## Exercise prompt
Count the lines in the listing below that contain the string "head", with case counting, and reply with only that number.

━━━━━ Material to process ━━━━━

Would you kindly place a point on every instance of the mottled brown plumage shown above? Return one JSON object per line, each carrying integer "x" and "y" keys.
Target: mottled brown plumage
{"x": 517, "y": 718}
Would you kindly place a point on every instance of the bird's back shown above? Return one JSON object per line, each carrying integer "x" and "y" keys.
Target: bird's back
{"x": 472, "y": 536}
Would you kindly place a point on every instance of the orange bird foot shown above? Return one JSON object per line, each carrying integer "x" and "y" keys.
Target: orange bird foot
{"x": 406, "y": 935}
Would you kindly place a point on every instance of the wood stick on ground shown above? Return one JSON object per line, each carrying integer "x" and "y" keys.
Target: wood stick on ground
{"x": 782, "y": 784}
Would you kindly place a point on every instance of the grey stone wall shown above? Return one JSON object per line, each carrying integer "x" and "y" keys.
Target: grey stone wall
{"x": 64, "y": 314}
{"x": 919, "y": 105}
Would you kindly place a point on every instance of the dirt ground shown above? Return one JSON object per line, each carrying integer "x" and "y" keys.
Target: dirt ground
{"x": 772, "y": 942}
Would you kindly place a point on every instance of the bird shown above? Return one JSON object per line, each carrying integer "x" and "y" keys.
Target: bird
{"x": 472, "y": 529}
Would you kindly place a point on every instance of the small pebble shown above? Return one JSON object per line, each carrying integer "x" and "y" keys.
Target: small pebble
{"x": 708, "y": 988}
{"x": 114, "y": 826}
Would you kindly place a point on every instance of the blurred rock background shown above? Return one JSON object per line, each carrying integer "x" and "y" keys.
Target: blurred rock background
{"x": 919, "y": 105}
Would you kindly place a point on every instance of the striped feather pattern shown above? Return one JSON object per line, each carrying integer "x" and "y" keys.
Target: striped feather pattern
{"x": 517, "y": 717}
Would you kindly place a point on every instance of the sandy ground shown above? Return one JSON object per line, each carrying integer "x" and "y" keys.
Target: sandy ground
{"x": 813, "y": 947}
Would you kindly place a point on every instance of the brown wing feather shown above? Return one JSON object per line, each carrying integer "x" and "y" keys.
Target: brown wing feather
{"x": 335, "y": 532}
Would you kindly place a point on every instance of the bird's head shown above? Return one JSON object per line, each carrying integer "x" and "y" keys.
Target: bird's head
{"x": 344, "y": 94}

━━━━━
━━━━━ Material to process ━━━━━

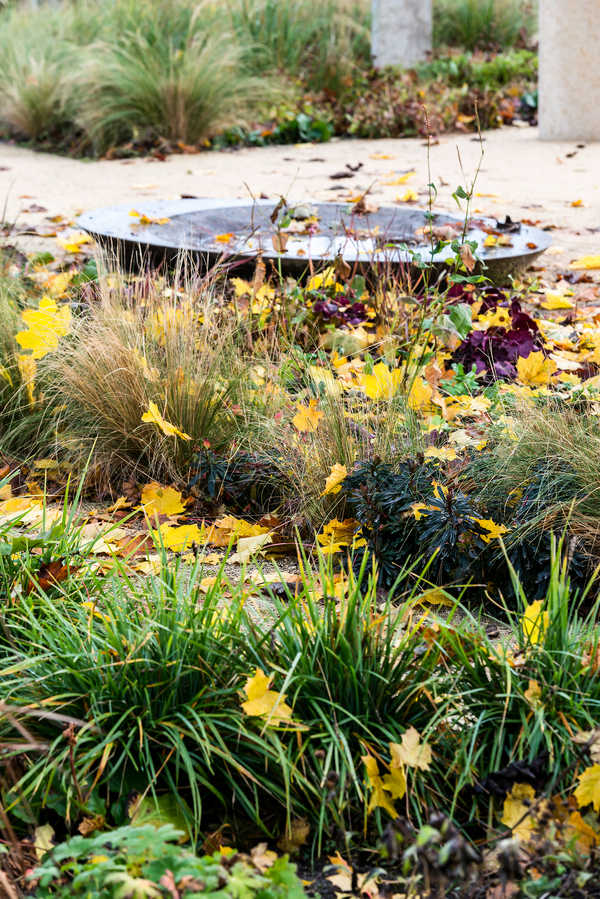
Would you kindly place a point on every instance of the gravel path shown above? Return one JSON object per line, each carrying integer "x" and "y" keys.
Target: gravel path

━━━━━

## Worked solution
2